__EXERCISE DETAILS__
Would you set down the data below exactly as shown?

__SUPPLIED RECORDS__
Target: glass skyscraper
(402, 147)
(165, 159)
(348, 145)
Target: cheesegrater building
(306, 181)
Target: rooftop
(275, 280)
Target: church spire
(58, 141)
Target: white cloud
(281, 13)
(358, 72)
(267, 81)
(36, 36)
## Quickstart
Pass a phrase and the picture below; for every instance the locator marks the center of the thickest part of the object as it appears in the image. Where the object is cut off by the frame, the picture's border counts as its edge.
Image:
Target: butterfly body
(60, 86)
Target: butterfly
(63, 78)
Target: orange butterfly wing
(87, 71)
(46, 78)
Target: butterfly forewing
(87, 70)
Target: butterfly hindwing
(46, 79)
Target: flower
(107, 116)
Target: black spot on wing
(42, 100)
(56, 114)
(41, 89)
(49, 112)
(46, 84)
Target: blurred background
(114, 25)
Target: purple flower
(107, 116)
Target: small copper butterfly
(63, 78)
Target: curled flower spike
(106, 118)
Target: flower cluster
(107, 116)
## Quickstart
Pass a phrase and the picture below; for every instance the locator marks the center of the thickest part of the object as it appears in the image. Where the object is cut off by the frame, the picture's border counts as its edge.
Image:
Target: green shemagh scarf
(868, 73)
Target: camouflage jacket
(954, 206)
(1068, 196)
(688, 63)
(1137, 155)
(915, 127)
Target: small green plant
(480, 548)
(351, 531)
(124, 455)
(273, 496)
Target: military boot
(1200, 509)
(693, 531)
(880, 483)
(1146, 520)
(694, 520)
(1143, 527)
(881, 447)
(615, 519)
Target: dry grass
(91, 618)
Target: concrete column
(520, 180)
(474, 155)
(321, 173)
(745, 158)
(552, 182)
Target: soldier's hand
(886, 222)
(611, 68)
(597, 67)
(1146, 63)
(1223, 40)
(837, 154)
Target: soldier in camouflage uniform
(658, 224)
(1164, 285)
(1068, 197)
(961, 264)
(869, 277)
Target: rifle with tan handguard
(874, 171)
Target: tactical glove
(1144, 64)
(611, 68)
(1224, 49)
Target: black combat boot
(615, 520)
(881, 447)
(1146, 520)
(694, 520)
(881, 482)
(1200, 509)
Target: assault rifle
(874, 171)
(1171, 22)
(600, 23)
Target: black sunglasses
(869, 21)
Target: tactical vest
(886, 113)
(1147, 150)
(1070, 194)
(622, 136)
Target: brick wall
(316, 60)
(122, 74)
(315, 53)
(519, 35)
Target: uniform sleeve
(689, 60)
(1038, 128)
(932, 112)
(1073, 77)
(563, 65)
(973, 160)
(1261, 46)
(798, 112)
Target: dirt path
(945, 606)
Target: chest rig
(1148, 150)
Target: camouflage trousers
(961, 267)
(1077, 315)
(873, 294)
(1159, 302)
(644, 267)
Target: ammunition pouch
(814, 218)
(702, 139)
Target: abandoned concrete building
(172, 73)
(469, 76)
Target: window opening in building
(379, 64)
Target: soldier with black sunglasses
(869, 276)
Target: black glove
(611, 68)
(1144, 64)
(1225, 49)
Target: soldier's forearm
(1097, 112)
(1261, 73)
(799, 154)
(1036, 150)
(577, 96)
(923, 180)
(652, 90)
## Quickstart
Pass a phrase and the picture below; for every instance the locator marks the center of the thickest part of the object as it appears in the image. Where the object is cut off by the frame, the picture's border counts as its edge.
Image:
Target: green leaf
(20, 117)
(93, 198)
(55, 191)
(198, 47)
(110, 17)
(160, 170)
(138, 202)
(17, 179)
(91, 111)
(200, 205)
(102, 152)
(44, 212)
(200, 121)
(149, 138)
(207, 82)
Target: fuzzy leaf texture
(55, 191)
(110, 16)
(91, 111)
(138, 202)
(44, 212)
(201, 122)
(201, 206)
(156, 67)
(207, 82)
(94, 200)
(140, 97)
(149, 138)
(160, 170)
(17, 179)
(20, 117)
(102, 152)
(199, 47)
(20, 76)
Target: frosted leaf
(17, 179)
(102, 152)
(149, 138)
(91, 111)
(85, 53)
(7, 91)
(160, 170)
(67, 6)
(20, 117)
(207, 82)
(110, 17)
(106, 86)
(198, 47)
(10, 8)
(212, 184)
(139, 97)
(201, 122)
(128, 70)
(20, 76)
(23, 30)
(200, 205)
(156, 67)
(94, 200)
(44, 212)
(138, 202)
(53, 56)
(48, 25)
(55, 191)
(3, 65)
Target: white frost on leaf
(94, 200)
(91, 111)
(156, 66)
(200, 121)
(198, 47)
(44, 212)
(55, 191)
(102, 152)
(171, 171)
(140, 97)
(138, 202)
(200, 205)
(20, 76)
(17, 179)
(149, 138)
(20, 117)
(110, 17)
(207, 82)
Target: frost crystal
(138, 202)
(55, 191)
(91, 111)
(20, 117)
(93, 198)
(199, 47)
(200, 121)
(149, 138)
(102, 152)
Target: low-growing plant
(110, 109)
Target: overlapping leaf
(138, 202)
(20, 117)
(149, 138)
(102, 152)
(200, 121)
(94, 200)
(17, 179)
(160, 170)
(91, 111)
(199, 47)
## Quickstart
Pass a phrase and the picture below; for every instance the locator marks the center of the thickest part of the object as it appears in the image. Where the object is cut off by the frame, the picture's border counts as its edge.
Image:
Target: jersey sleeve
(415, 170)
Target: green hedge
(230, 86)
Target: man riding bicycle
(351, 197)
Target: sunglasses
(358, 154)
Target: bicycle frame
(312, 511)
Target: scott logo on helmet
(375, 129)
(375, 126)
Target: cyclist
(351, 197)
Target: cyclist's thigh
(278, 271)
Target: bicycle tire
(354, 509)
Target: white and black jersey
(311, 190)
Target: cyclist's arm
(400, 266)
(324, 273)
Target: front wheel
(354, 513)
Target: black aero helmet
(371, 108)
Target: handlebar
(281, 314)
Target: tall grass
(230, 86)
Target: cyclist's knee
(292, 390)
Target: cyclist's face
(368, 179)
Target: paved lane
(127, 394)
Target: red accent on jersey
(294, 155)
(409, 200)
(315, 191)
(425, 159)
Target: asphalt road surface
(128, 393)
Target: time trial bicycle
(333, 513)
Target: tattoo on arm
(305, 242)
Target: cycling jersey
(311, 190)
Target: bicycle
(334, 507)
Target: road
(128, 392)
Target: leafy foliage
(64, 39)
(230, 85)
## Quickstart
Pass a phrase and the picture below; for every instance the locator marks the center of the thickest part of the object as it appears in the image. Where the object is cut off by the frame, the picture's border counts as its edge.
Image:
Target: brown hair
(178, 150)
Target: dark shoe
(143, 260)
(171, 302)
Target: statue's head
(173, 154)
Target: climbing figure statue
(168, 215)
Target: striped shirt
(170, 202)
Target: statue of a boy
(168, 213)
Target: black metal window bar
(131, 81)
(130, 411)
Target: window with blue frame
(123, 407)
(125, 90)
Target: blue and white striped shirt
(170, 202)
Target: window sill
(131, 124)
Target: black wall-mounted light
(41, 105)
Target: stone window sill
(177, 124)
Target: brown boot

__YOUR RESPONSE__
Target: glass skyscraper
(402, 147)
(165, 159)
(348, 145)
Target: cheesegrater building
(306, 181)
Target: rooftop
(275, 280)
Target: church spire
(58, 141)
Target: white cloud
(281, 13)
(358, 72)
(267, 81)
(36, 36)
## Quickstart
Pass a phrase and the picture below; for every instance the locator marks the center of the thickest part of the object as it appears in the image. Where the object is cut off by the frame, the picture's border counts as its edge.
Image:
Target: butterfly body
(60, 86)
Target: butterfly
(63, 78)
Target: orange butterfly wing
(87, 71)
(46, 78)
Target: butterfly forewing
(87, 70)
Target: butterfly hindwing
(46, 79)
Target: flower
(107, 116)
Target: black spot on wing
(42, 100)
(56, 114)
(41, 89)
(49, 112)
(46, 84)
Target: blurred background
(114, 25)
Target: purple flower
(107, 116)
Target: small copper butterfly
(63, 78)
Target: curled flower spike
(106, 118)
Target: flower cluster
(107, 116)
## Quickstart
Pass a phrase and the picture below; for every instance the locator marks the center of the thickest part of the object as it appears in the image. Where the object is cut off by the frame, the picture's border counts as its edge.
Image:
Target: green shemagh scarf
(868, 73)
Target: camouflage jacket
(954, 206)
(1068, 196)
(688, 63)
(1137, 155)
(915, 127)
Target: small green plant
(480, 548)
(351, 531)
(124, 455)
(273, 496)
Target: military boot
(1200, 509)
(693, 531)
(880, 483)
(1146, 520)
(694, 520)
(1143, 527)
(881, 447)
(615, 519)
Target: dry grass
(91, 618)
Target: concrete column
(520, 180)
(474, 155)
(321, 173)
(745, 158)
(552, 182)
Target: soldier's hand
(886, 222)
(611, 68)
(597, 67)
(1146, 63)
(1223, 40)
(837, 154)
Target: soldier in camouflage uniform
(658, 224)
(1164, 285)
(1068, 197)
(961, 264)
(869, 277)
Target: rifle with tan handguard
(874, 171)
Target: tactical glove
(1144, 64)
(611, 68)
(1224, 49)
Target: black combat boot
(615, 520)
(881, 447)
(1146, 520)
(694, 520)
(881, 482)
(1200, 509)
Target: assault rifle
(874, 171)
(1171, 22)
(600, 23)
Target: black sunglasses
(869, 21)
Target: tactical vest
(886, 113)
(1147, 150)
(1070, 194)
(622, 136)
Target: brick wall
(316, 60)
(122, 74)
(315, 53)
(519, 35)
Target: uniform sleeve
(689, 60)
(1038, 128)
(932, 112)
(1073, 77)
(563, 65)
(973, 160)
(1261, 46)
(798, 112)
Target: dirt path
(945, 606)
Target: chest rig
(1148, 150)
Target: camouflage trousers
(961, 267)
(1077, 315)
(873, 294)
(1159, 302)
(644, 267)
Target: ammunition pouch
(814, 218)
(702, 139)
Target: abandoned concrete building
(172, 73)
(469, 76)
Target: window opening in building
(379, 64)
Target: soldier with black sunglasses
(869, 276)
Target: black glove
(611, 68)
(1144, 64)
(1225, 49)
Target: soldier's forearm
(1097, 112)
(1261, 73)
(799, 154)
(1036, 150)
(577, 96)
(923, 180)
(652, 90)
## Quickstart
Pass a phrase and the picture below; for every instance the locator marks the center of the thickest part of the object as it appears in the image. Where the object is cut off by the frame, the picture's border counts as its edge.
Image:
Target: green leaf
(20, 117)
(93, 198)
(55, 191)
(198, 47)
(110, 17)
(160, 170)
(138, 202)
(17, 179)
(91, 111)
(200, 205)
(102, 152)
(44, 212)
(200, 121)
(149, 138)
(207, 82)
Target: fuzzy leaf texture
(55, 191)
(110, 16)
(91, 111)
(138, 202)
(44, 212)
(201, 122)
(201, 206)
(156, 67)
(207, 82)
(94, 200)
(140, 97)
(149, 138)
(160, 170)
(17, 179)
(20, 117)
(102, 152)
(199, 47)
(20, 76)
Target: frosted leaf
(17, 179)
(102, 152)
(149, 138)
(91, 111)
(85, 53)
(7, 91)
(160, 170)
(67, 6)
(20, 117)
(207, 82)
(110, 17)
(106, 86)
(198, 47)
(10, 8)
(212, 184)
(139, 97)
(201, 122)
(128, 70)
(20, 76)
(23, 30)
(200, 205)
(156, 67)
(94, 200)
(44, 212)
(138, 202)
(53, 56)
(48, 25)
(55, 191)
(3, 65)
Target: white frost on leaf
(94, 200)
(91, 111)
(156, 66)
(200, 121)
(198, 47)
(44, 212)
(55, 191)
(102, 152)
(171, 171)
(140, 97)
(138, 202)
(200, 205)
(20, 76)
(17, 179)
(149, 138)
(20, 117)
(110, 17)
(207, 82)
Target: frost crystal
(138, 202)
(55, 191)
(91, 111)
(20, 117)
(93, 198)
(199, 47)
(200, 121)
(149, 138)
(102, 152)
Target: low-growing plant
(110, 109)
Target: overlapping leaf
(138, 202)
(20, 117)
(149, 138)
(102, 152)
(200, 121)
(94, 200)
(17, 179)
(160, 170)
(91, 111)
(199, 47)
## Quickstart
Pass a phrase and the picture below; for every instance the locator marks the center of the thickest part of the object as it appears in the image. Where the object is cut off by the frame, the picture's border counts as its edge.
Image:
Target: jersey sleeve
(415, 170)
Target: green hedge
(230, 86)
Target: man riding bicycle
(351, 197)
Target: sunglasses
(358, 154)
Target: bicycle frame
(312, 511)
Target: scott logo on helmet
(375, 129)
(375, 126)
Target: cyclist
(351, 197)
Target: cyclist's thigh
(278, 271)
Target: bicycle tire
(354, 509)
Target: white and black jersey
(311, 190)
Target: cyclist's arm
(400, 266)
(324, 273)
Target: front wheel
(354, 513)
Target: black aero helmet
(371, 108)
Target: handlebar
(281, 314)
Target: tall grass
(230, 86)
Target: cyclist's knee
(292, 390)
Target: cyclist's face
(368, 179)
Target: paved lane
(127, 394)
Target: red accent on jersey
(294, 155)
(409, 200)
(315, 191)
(425, 159)
Target: asphalt road surface
(128, 393)
Target: time trial bicycle
(333, 513)
Target: tattoo on arm
(305, 242)
Target: cycling jersey
(311, 190)
Target: bicycle
(334, 507)
Target: road
(128, 392)
Target: leafy foliage
(64, 39)
(230, 85)
## Quickstart
Pass a phrase and the picture below; for every instance the locator marks the center of the thickest part of the object as it appears in the image. Where the object is cut off by the frame, the picture's border counts as its edge.
Image:
Target: brown hair
(178, 150)
Target: dark shoe
(143, 260)
(171, 302)
Target: statue's head
(173, 154)
Target: climbing figure statue
(168, 215)
Target: striped shirt
(170, 202)
Target: statue of a boy
(168, 213)
Target: black metal window bar
(131, 81)
(130, 411)
Target: window with blue frame
(123, 407)
(125, 90)
Target: blue and white striped shirt
(170, 202)
Target: window sill
(131, 124)
Target: black wall-mounted light
(41, 105)
Target: stone window sill
(177, 124)
Target: brown boot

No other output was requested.